**** DATA SECTION

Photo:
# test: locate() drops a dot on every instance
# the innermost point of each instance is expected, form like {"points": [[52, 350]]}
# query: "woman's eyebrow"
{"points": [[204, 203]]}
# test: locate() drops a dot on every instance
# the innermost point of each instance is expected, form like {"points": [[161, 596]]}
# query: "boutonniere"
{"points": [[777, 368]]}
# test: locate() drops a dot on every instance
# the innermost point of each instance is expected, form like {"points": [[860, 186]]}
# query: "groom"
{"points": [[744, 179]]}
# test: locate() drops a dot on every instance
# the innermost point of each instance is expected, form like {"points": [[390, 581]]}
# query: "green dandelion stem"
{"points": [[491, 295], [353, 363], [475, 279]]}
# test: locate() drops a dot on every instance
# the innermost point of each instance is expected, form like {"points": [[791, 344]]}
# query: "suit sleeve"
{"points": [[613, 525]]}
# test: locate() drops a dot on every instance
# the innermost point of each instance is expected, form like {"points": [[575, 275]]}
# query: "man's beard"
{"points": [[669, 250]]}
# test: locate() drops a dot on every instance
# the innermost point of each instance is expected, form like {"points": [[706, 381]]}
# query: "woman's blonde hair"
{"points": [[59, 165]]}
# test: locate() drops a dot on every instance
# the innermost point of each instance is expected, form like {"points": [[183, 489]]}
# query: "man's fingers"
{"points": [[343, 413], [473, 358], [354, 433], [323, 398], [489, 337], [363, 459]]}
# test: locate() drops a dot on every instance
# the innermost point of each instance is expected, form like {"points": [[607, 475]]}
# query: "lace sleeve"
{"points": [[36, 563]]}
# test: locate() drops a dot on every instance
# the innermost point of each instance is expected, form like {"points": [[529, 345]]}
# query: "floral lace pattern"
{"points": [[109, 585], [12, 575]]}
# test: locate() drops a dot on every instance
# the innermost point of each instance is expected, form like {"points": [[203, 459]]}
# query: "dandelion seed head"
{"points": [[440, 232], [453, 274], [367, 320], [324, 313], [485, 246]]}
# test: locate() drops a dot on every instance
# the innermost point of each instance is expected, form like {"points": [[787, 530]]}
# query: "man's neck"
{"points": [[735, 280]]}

********

| YOUR INSTRUCTIONS |
If a line contains the word "innermost", it counts; say how many such lines the records hold, and give only that number.

| RESPONSE TO THE TASK |
12